## Exercise
Reproduce each of the following lines word for word, with no changes.

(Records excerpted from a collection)
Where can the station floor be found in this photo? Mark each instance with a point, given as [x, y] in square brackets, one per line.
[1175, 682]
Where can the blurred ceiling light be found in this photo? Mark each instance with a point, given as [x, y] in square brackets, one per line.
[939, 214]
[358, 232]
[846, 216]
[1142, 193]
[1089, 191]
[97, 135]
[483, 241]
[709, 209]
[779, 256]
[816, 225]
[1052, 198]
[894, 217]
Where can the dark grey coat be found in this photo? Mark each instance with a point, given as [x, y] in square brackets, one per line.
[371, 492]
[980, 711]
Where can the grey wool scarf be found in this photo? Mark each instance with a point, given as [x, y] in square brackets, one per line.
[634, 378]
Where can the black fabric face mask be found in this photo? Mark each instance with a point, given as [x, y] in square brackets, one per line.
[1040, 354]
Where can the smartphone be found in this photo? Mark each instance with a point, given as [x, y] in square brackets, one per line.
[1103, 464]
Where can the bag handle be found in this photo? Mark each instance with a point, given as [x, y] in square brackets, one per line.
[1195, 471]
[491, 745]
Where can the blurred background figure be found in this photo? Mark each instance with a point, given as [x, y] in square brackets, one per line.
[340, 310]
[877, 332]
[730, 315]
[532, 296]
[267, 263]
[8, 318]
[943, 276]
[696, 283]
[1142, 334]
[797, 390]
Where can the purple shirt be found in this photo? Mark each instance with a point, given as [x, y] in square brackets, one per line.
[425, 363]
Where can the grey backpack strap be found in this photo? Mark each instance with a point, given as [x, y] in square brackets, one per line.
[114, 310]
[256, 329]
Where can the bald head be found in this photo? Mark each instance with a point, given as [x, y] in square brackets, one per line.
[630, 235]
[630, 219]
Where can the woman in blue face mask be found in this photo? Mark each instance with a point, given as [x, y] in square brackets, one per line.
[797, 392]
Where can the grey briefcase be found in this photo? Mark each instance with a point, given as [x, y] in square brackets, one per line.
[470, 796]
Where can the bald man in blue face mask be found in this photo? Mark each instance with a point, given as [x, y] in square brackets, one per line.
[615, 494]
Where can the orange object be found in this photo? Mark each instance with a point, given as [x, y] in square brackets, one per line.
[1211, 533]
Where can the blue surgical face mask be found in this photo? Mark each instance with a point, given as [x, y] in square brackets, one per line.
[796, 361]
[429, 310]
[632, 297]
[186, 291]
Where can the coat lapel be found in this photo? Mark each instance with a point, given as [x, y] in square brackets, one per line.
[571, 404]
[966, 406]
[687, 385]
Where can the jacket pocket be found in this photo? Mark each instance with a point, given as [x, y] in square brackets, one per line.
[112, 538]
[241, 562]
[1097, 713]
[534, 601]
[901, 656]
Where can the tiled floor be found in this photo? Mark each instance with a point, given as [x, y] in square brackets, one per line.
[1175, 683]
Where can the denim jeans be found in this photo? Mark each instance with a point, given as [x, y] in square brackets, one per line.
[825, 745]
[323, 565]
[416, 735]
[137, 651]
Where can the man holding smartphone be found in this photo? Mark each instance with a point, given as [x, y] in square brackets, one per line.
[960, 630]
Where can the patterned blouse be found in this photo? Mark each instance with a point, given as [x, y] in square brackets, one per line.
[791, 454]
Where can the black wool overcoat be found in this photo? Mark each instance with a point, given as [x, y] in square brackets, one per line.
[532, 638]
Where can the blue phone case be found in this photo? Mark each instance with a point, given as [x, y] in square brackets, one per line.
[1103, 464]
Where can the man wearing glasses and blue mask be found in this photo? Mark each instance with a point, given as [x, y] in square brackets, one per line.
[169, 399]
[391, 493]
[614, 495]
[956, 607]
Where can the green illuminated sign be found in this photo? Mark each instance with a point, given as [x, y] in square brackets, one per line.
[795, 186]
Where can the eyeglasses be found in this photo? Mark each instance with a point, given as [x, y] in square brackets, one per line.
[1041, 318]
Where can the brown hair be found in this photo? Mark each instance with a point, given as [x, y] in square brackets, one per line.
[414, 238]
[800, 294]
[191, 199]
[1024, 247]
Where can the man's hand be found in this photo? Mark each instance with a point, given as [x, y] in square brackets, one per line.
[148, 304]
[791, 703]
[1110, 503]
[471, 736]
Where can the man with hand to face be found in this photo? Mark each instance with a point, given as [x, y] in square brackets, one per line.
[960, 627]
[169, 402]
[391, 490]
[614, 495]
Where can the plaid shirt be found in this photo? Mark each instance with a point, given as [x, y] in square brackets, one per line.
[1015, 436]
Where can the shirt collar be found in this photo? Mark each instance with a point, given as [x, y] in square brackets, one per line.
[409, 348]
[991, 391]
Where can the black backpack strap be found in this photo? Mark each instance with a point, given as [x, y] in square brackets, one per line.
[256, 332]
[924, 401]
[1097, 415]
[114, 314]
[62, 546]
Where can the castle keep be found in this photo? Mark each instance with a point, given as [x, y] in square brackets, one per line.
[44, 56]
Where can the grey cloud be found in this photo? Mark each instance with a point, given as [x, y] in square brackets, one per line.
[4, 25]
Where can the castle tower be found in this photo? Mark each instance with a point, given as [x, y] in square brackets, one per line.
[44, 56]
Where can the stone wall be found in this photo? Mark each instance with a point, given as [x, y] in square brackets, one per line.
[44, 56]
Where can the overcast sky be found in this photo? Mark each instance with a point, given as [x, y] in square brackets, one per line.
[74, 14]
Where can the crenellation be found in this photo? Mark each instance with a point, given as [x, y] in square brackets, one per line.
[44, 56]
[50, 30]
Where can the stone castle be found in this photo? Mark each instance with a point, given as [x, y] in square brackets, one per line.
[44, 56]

## Written response
Where can the station floor be found in this photo? Mark each instance with a point, given as [x, y] in square brackets, one per line.
[1175, 682]
Where can the blurred ceiling light be found in this photo? Mark each instance with a point, given as [x, y] in square brackets, one per line.
[939, 214]
[358, 232]
[846, 216]
[1142, 193]
[1089, 191]
[97, 135]
[483, 241]
[709, 209]
[779, 256]
[816, 225]
[1052, 198]
[894, 217]
Where can the dark grey coat be found in this photo? Mark each instance with a point, given as [x, y] in square brackets, one per line.
[371, 492]
[980, 711]
Where can the grey wool scarf be found in this photo? Mark each instance with a point, given as [x, y] in square brackets, one per line.
[634, 378]
Where can the black fabric face mask be found in this photo? Mark each instance with a point, given as [x, y] in square brackets, one per line.
[1040, 354]
Where can the smartphone be found in this photo? Mark each instance with a point, given as [x, y] in square brackets, one per line.
[1103, 464]
Where can the bag handle be found in this photo? Mark each instance with a point, given as [x, y] in square brackets, one per line.
[1195, 471]
[491, 745]
Where can the blurred background figure be found in this photo? Mark each instance with a point, given as [x, y] in square brackets, one per line.
[340, 310]
[877, 332]
[730, 315]
[532, 296]
[267, 263]
[8, 318]
[943, 276]
[696, 283]
[1142, 334]
[797, 390]
Where can the purple shirt be found in this photo? Mark each instance with a point, given as [x, y] in square brackets, one per line.
[425, 363]
Where can the grey backpack strap be found in this photo? Mark each instance with a point, given as [x, y] in square brackets, one per line.
[114, 310]
[256, 329]
Where can the bald head be found in this photo? Mark each instance with a point, given as [x, y] in square brackets, one per line.
[630, 235]
[630, 219]
Where can the woman in blue face mask be found in this photo? Mark each instance with a point, given as [x, y] in square brackets, one per line.
[797, 392]
Where can the grey briefcase be found in this photo? Mark each instance with a point, given as [x, y] in square brackets, one per line.
[470, 796]
Where can the bald man in blue face mask be found in this photo? Mark each instance with a point, given as [x, y] in square brackets, one per line.
[615, 494]
Where can the orange object be found in this photo? Mark each instance with a point, given as [x, y] in square brackets, one per line.
[1211, 533]
Where can the blue surgical face mask be found in this photo? Mark each instance with a point, given as [x, y] in square brackets, one per line.
[796, 361]
[429, 310]
[632, 297]
[186, 291]
Where can the coat lapel be found in this photo? Mark each instance with a point, given as [x, y] in square brackets, one per line.
[571, 404]
[966, 406]
[687, 385]
Where can the jacket pocket be found in this photo? Mark each instance with a point, given as [x, y] in square brackets, one per line.
[112, 538]
[241, 562]
[1097, 713]
[534, 601]
[901, 656]
Where can the tiled floor be found in this photo? Mark each instance with a point, given as [x, y] in square brackets, one per line.
[1175, 683]
Where can the denim jeans be found in this photo? Mark each instance with a point, given as [x, y] in square brackets, one per line.
[825, 745]
[323, 565]
[416, 735]
[137, 651]
Where can the man holding smartphone be found in this photo? Mark each instance with a point, given as [x, y] in square brackets, one per line.
[960, 630]
Where can the patterned blouse be found in this photo? Mark each instance with a point, given as [x, y] in square brackets, one per line.
[791, 454]
Where can the black wool overcoat be found in this photo? Mark each instance with a point, given as [x, y] in square brackets, one per line.
[532, 638]
Where can the blue phone case be found in this photo? Mark each instance with a point, given as [x, y] in square brackets, one per line.
[1103, 464]
Where can the man wearing glasses and blue mask be found in this photo? Mark each instance with a point, given as [x, y] in square brackets, one per line.
[169, 399]
[391, 493]
[614, 495]
[956, 607]
Where can the green illuminated sign be found in this photo? Mark each instance with a point, given as [x, y] in square brackets, one per line.
[795, 186]
Where can the eyeglasses be found in this photo? Mark each instance with a point, given as [x, y] in square brackets, one per line.
[1041, 318]
Where can the brown hair be found in this photo? Mark each instance with a point, given as [x, y] in square brackets, one per line.
[414, 238]
[800, 294]
[191, 199]
[1024, 247]
Where can the man's hand be found in this photo? Mark each instance with a point, given as [x, y] in square brackets, one per line.
[148, 304]
[791, 703]
[1110, 503]
[471, 736]
Where can the man with hand to face be found in this photo? Mark each instance with a point, given as [x, y] in square brackets, one per line.
[960, 627]
[169, 402]
[391, 490]
[614, 495]
Where can the plaid shirt be found in this photo? Mark each instance with a point, given as [x, y] in square brackets, one per line.
[1015, 436]
Where can the shirt collar be found in this photo? Mark each instance with a point, given as [x, y] in square brackets, one per line.
[409, 348]
[991, 391]
Where can the black backpack strap be found in this photo? Mark each instance with a point, given as [x, y] in square brackets, one per line.
[256, 332]
[924, 401]
[1097, 415]
[114, 314]
[62, 546]
Where can the castle keep be found in this photo? Mark each instance with a point, given as [x, y] in square brackets, one per line.
[44, 56]
Where can the grey cloud be found in this photo? Mark each instance with a point, given as [x, y] in square brackets, one per line.
[4, 25]
Where can the castle tower be found in this photo? Mark each instance with a point, given as [x, y] in square brackets, one per line.
[44, 56]
Where can the stone wall be found in this photo? Mark each instance with a point, given as [x, y] in square brackets, one per line.
[44, 56]
Where can the overcast sky be found in this photo? Mark each instance with a point, given as [x, y] in square brackets, one per line.
[74, 14]
Where can the crenellation be found in this photo? Mark each instance with a point, given as [x, y] in square brackets, one per line.
[44, 56]
[50, 30]
Where can the stone castle be found in this photo? Mark each instance with a point, given as [x, y] in square brackets, one per line.
[44, 56]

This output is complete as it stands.